» REQUIREMENT 1:
For each statement below, say whether it agrees with the passage on the Pioneer Mother Memorial, and support each yes or no by quoting the deciding words of the passage. (a) The memorial depicts a mother and two children. (b) The sculpture was unveiled in 1929. (c) The sculpture is maintained by the City of Vancouver's Parks & Recreation department.
» REQUIREMENT 2:
List every person named in the passage on the Pioneer Mother Memorial.
» REQUIREMENT 3:
Reproduce the passage on the Pioneer Mother Memorial word for word from "The Pioneer Mother" to "Parks & Recreation department.".
══ GIVEN PASSAGE
Bronze sculpture by Avard Fairbanks in Vancouver, Washington, U.S.

The Pioneer Mother Memorial, also known as Pioneer Mother and Pioneer Mothers, is a 1928 bronze sculpture by American artist Avard Fairbanks, installed at Esther Short Park in Vancouver, Washington, in the United States. The memorial depicts a mother and three children, and commemorates pioneer mothers who settled in the Pacific Northwest. The main female figure may depict Esther Short, one of the first U.S. citizens to arrive in Fort Vancouver. Commissioned by Vancouver banker Edward Crawford and his wife Ida for $10,000, it is one of the city's oldest works of public art, acquired in 1928 and unveiled in 1929. The sculpture was renovated around the start of the 21st century and is maintained by the City of Vancouver's Parks & Recreation department.
════
══ INFORMATION SUPPLIED
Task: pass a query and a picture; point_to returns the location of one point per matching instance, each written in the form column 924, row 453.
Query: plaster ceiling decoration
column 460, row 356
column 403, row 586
════
» TASK RESPONSE 1:
(a) No: "The memorial depicts a mother and three children"
(b) Yes: "acquired in 1928 and unveiled in 1929"
(c) Yes: "is maintained by the City of Vancouver's Parks & Recreation department"

» TASK RESPONSE 2:
Avard Fairbanks, Esther Short, Edward Crawford, Ida

» TASK RESPONSE 3:
The Pioneer Mother Memorial, also known as Pioneer Mother and Pioneer Mothers, is a 1928 bronze sculpture by American artist Avard Fairbanks, installed at Esther Short Park in Vancouver, Washington, in the United States. The memorial depicts a mother and three children, and commemorates pioneer mothers who settled in the Pacific Northwest. The main female figure may depict Esther Short, one of the first U.S. citizens to arrive in Fort Vancouver. Commissioned by Vancouver banker Edward Crawford and his wife Ida for $10,000, it is one of the city's oldest works of public art, acquired in 1928 and unveiled in 1929. The sculpture was renovated around the start of the 21st century and is maintained by the City of Vancouver's Parks & Recreation department.